Text shown: Begin

Referencing the bustling Barcelona street of bars, he said the road had been like "a poor man's Las Ramblas".
"Those who'd been moved out to Norris Green and Kirkby would all walk down, it was jampacked," he said, adding that anyone who attempted a crawl of the road's many pubs would "always fail miserably [as] they couldn't get through them all".
Sitting at a table, born and bred "Scottie roader" Kevin said he had seen many changes along the road.
"I was one of ten, we grew up selling flowers and whatnot pub to pub," he said.
"It was one of the friendliest roads you'd ever see.
"It could be tough at times, but everyone looked out for each other."
Retired railway worker Les Johnson, 70, who now lives in Wirral, used to be a regular in the Throstles Nest.
"There was everything up Scottie Road; weddings, funerals, birthdays", he said.
"It was a bit of a starting place for a lot of people, you'd go to a few pubs there and you could carry on to the clubs in town."
Mr McMullen said changes in drinking cultures, the smoking ban and Covid-19 was to blame for the closures, but long before the pandemic, the seeds of Scotland Road's decline were being sown.
The area, which had such a high number of Irish immigrants arrive in the 19th Century that it was the only place outside of Ireland to ever have been represented by a Irish Nationalist Party MP, had 17 Roman Catholic parishes at its height.
Now, it has two.
The Right Reverend Tom Williams, Liverpool Auxiliary Bishop, was born just off Scotland Road and was once the parish priest at the Church of St Antony's, which neighbours the Throstles Nest.
"I knew the area by its cinemas, pubs and churches, all of those have gone," he said.
"Things started closing around 1962, when I first went to college.
"Each time I came back, something else had gone."
Scotland Road
Scotland Road was built in the 18th Century as a new route to the north, one of two original turnpike roads out of Liverpool
It became the focal point of Irish immigration and in 1847 and 1848, 300,000 Irish people came across a 12-month period
As well as becoming a magnet for those wanting to drink, the road saw many clashes between Protestant and Roman Catholic communities living locally, which continued until the slum clearances of the 1960s
Peter Leeson, who quit Liverpool City Council's planning department in the 1960s after becoming disillusioned with the direction it was taking, said the impact of "horrifying" rehousing and road development schemes had a huge impact on the north of the city.

Text shown: End

# [Work task 1]
List every person identified by name in the text about Scotland Road.
# [Work task 2]
According to the text about Scotland Road, how many Roman Catholic parishes did the area have at its height?
The data that follows this text is not needed.

Information provided: Begin

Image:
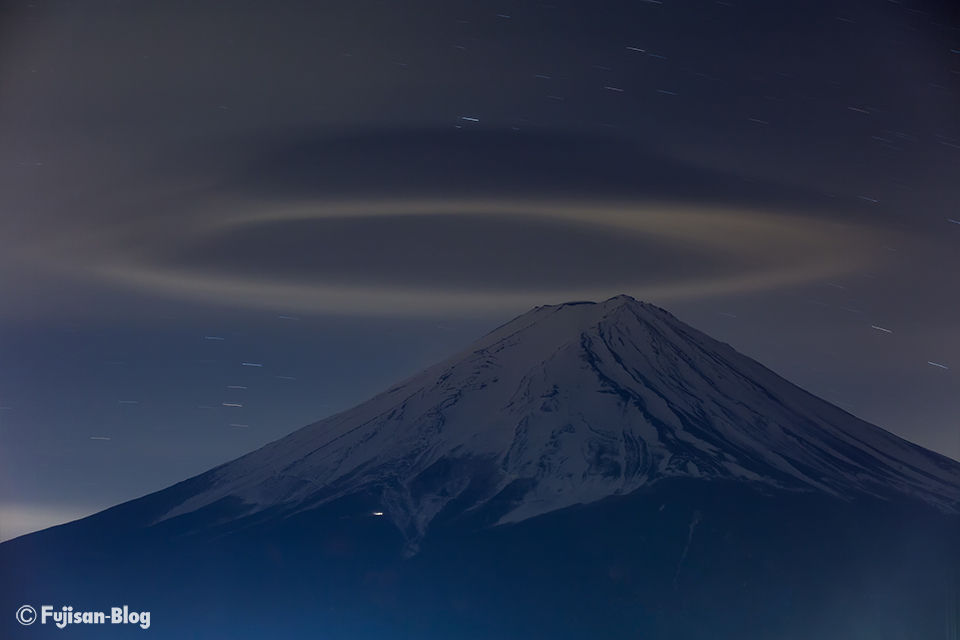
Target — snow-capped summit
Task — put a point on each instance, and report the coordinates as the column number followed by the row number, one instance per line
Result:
column 570, row 404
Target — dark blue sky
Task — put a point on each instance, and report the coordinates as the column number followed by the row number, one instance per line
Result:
column 402, row 177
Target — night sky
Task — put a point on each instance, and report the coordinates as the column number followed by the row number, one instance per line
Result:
column 221, row 221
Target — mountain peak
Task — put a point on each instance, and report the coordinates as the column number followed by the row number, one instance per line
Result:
column 569, row 404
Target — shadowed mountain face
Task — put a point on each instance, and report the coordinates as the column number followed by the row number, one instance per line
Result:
column 586, row 470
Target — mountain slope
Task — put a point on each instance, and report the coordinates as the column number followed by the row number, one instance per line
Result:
column 570, row 404
column 646, row 482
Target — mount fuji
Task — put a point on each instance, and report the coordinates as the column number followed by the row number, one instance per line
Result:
column 586, row 470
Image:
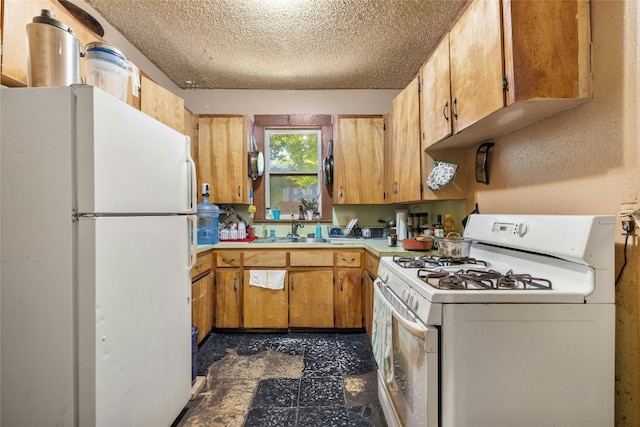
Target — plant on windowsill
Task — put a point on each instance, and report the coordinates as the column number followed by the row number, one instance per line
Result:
column 309, row 207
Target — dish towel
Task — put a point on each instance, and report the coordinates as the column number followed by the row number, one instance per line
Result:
column 269, row 279
column 381, row 334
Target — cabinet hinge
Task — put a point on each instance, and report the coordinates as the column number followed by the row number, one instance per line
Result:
column 505, row 83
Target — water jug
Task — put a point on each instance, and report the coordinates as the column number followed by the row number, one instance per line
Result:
column 54, row 51
column 208, row 219
column 107, row 68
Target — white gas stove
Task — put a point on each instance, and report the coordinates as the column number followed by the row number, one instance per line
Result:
column 529, row 313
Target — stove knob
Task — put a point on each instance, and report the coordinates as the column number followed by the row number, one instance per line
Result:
column 521, row 229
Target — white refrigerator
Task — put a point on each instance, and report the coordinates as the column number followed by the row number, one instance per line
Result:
column 95, row 294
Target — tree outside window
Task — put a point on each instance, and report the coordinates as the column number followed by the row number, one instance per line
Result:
column 293, row 168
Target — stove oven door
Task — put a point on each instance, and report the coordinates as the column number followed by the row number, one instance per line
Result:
column 411, row 396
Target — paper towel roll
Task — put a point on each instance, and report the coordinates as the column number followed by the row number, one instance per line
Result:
column 401, row 224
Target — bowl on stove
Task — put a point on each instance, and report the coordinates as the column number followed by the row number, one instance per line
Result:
column 417, row 245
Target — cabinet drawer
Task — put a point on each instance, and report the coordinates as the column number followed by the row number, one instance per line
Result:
column 348, row 258
column 203, row 265
column 228, row 259
column 371, row 264
column 311, row 258
column 265, row 259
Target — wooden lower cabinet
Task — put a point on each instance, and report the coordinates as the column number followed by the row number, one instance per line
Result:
column 264, row 308
column 311, row 299
column 347, row 298
column 202, row 308
column 228, row 298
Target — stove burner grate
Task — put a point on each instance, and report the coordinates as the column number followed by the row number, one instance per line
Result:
column 433, row 261
column 482, row 280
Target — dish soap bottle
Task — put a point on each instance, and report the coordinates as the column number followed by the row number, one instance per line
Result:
column 449, row 225
column 439, row 228
column 208, row 219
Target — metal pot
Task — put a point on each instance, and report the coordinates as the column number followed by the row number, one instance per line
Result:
column 454, row 246
column 54, row 53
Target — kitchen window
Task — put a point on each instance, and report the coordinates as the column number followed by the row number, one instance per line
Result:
column 293, row 147
column 293, row 168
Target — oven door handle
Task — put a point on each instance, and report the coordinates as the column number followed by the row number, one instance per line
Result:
column 414, row 328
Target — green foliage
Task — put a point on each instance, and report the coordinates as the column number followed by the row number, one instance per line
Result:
column 293, row 152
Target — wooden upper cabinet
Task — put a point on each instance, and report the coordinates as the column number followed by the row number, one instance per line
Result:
column 475, row 54
column 191, row 130
column 405, row 150
column 511, row 63
column 435, row 95
column 359, row 156
column 161, row 104
column 16, row 15
column 222, row 157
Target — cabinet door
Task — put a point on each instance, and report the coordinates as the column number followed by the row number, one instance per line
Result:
column 222, row 158
column 476, row 64
column 359, row 155
column 311, row 299
column 264, row 308
column 19, row 13
column 347, row 298
column 435, row 96
column 191, row 130
column 161, row 104
column 202, row 305
column 405, row 151
column 228, row 298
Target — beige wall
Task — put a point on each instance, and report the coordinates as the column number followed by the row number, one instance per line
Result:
column 585, row 161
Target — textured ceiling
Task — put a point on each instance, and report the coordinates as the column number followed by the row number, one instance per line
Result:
column 284, row 44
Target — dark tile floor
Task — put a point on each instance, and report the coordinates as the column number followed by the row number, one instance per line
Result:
column 296, row 379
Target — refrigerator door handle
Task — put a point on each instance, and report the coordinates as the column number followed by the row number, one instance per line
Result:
column 193, row 246
column 193, row 191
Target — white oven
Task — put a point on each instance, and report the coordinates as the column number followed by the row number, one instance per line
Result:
column 521, row 333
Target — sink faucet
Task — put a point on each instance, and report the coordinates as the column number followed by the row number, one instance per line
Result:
column 294, row 228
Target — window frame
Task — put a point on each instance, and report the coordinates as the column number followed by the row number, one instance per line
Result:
column 268, row 173
column 323, row 122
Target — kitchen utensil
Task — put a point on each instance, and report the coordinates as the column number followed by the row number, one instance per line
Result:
column 454, row 246
column 418, row 245
column 107, row 68
column 327, row 165
column 54, row 51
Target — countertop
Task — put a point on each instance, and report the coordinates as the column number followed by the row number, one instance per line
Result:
column 378, row 247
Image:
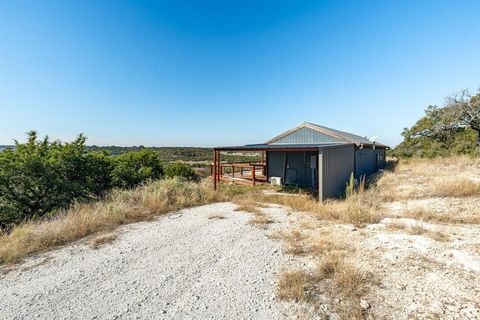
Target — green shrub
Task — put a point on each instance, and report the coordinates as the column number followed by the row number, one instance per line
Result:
column 39, row 177
column 134, row 168
column 181, row 170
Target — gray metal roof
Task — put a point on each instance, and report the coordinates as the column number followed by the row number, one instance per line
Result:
column 309, row 136
column 263, row 146
column 334, row 134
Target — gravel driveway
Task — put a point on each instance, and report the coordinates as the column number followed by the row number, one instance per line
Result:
column 183, row 266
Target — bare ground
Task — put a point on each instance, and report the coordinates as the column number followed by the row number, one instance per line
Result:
column 185, row 266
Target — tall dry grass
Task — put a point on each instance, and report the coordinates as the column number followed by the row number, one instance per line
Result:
column 458, row 188
column 118, row 208
column 358, row 209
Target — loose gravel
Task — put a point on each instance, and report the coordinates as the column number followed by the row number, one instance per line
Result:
column 182, row 266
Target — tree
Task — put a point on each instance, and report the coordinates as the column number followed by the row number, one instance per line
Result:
column 39, row 177
column 133, row 168
column 451, row 129
column 462, row 111
column 181, row 170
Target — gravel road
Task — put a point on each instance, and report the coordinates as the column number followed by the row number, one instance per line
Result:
column 183, row 266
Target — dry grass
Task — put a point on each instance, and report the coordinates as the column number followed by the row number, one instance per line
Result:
column 424, row 215
column 294, row 241
column 261, row 219
column 103, row 239
column 292, row 285
column 217, row 216
column 420, row 230
column 455, row 187
column 120, row 207
column 358, row 210
column 252, row 205
column 344, row 279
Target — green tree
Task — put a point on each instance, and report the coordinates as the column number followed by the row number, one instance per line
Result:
column 181, row 170
column 451, row 129
column 134, row 168
column 39, row 177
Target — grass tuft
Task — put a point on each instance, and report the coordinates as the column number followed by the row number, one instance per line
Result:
column 292, row 285
column 118, row 208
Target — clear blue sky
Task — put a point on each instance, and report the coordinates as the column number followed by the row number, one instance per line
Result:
column 206, row 73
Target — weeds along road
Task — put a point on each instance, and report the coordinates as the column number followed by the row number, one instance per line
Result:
column 191, row 265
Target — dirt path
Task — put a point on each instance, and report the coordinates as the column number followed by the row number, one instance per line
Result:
column 179, row 267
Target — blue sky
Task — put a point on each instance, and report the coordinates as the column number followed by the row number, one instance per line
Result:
column 206, row 73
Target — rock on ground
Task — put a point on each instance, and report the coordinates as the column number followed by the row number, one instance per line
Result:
column 183, row 266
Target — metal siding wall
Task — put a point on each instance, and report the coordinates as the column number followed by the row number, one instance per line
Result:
column 306, row 136
column 337, row 168
column 276, row 163
column 366, row 161
column 299, row 173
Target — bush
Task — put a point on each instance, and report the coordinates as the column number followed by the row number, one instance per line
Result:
column 134, row 168
column 40, row 177
column 180, row 170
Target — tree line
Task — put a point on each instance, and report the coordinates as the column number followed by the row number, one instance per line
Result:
column 451, row 129
column 40, row 177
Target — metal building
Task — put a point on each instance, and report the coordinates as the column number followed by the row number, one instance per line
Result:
column 310, row 156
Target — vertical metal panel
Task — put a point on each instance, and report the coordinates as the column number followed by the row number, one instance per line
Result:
column 369, row 161
column 337, row 168
column 306, row 136
column 276, row 164
column 294, row 167
column 320, row 176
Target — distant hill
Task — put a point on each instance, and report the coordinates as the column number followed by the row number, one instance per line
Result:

Information provided: End

# [Final answer 1]
Kevin, Les Johnson, Mr McMullen, Tom Williams, Peter Leeson

# [Final answer 2]
17